What you should do — Continue the email below about the net rotation blowup in CitcomS, starting right after its last line.

Document extract —
[CIG-MC] Ridge rots and blow ups in CitcomS
Thorsten Becker
twb at usc.edu
Sat Oct 13 08:37:43 PDT 2007
Dear Shijie,
Thanks for the explanation, great to hear that there's a benchmark
going on. I am working on the SVN version of CitcomS when adding my
modifications, that's why I got the update already.
As you know, following your 2001 EPSL paper, I'm a big fan of the net
rotations myself, and noticed that those can be quite strong
particularly for plastic yielding spherical models, quite interesting.
That's why I put in the lib/Determine_net_rotation.c a while back.
However, as to be expected, your implementation of the net rotation
removal should be much quicker than mine. Also, I forgot about the time
step issue and agree that it's much better to remove the net rotation
after every velocity solution, rather than removing only at output.
The problem that caused the blowup when your routine was called within
CIG CitcomS was very simple; I would fix it in the SVN version but
cannot access my cluster right now:
VV should be declared float rather than double in remove_rigid_rot
float VV[4][9]; (l. 819 of Global_operations.c)
because (at least in my version)
void velo_from_element(E,VV,m,el,sphere_key)

Supplied entries —
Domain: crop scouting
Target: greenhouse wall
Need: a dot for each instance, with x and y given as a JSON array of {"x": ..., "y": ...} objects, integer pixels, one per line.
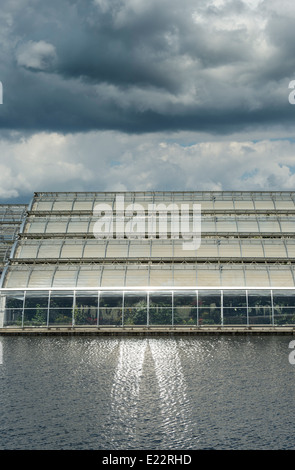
[{"x": 74, "y": 308}]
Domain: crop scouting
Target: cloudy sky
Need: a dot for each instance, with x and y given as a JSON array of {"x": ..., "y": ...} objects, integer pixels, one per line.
[{"x": 139, "y": 95}]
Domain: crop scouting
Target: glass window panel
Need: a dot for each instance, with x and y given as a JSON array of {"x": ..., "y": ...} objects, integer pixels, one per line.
[
  {"x": 17, "y": 277},
  {"x": 35, "y": 316},
  {"x": 13, "y": 317},
  {"x": 110, "y": 308},
  {"x": 15, "y": 300},
  {"x": 137, "y": 276},
  {"x": 259, "y": 299},
  {"x": 256, "y": 277},
  {"x": 135, "y": 308},
  {"x": 185, "y": 308},
  {"x": 232, "y": 276},
  {"x": 49, "y": 249},
  {"x": 112, "y": 277},
  {"x": 61, "y": 300},
  {"x": 86, "y": 308},
  {"x": 41, "y": 277},
  {"x": 260, "y": 315},
  {"x": 185, "y": 277},
  {"x": 209, "y": 298},
  {"x": 78, "y": 226},
  {"x": 161, "y": 277},
  {"x": 115, "y": 249},
  {"x": 160, "y": 309},
  {"x": 269, "y": 226},
  {"x": 234, "y": 298},
  {"x": 235, "y": 316},
  {"x": 35, "y": 226},
  {"x": 62, "y": 205},
  {"x": 61, "y": 316},
  {"x": 65, "y": 277},
  {"x": 56, "y": 226},
  {"x": 283, "y": 298},
  {"x": 208, "y": 277},
  {"x": 209, "y": 316},
  {"x": 72, "y": 250},
  {"x": 94, "y": 249},
  {"x": 35, "y": 300},
  {"x": 89, "y": 276},
  {"x": 288, "y": 225},
  {"x": 137, "y": 250}
]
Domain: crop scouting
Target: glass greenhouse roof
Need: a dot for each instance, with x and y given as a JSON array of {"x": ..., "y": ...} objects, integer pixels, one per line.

Response below —
struct All_variables *E;
float VV[4][9];
int el,m,sphere_key;
in Nodal_mesh.c
It would be very easy to allow the compiler to catch those declarative
mismatches from now on for eternity, if we would switch the function
declarations from old-school type to the
void velo_from_element(struct All_variables *,
float [4][9],int ,int ,int);
type. Each file could include a "functions.h" file which has all the
function declarations. This could be generated automatically by
cproto $(INCLUDES) -f2 -q *.c | grep -v "void main(" | grep -v "int
main(" > functions.h
In fact, Luiz once made such changes, but then they must have been taken
out of the major source tree of CitcomS for some reason.
Cheers
T
On Sat, 2007-10-13 at 03:18 -0600, Shijie Zhong wrote:
> Thorsten,
>
> remove_rigid_rot() was added only ~ a week ago (you really keep things updated). In the new release (possibly next week?), the purpose of this routine will be explained. I am working on a benchmark paper (would have been done already if not for this rigid body rotation) that would detail this issue. I can explain to you (and those who may be interested) briefly here.
>
> For the stokes' flow in a spherical shell, it is possible to add an arbitrary ridge body rotation to the flow and the governing equations will still be satisfied (i.e., the rigid body rotation is unconstrained). In most calculations (as far as I know), this mode of rigid body rotation is never important. However, for some reasons, it may show up in some other cases (e.g., thermochemical convection, as Allen McNamara discovered, or mobile-lid convection with continental keels). When the rigid body rotation is present in a calculation, it can seriously and unnecessarily reduce time step (delta t) in convection calculation, as delta t is determined by maximum velocity, and it also leads to ambiguity in velocities (i.e., reference frame issue, important for plate tectonics related topics and benchmark purposes).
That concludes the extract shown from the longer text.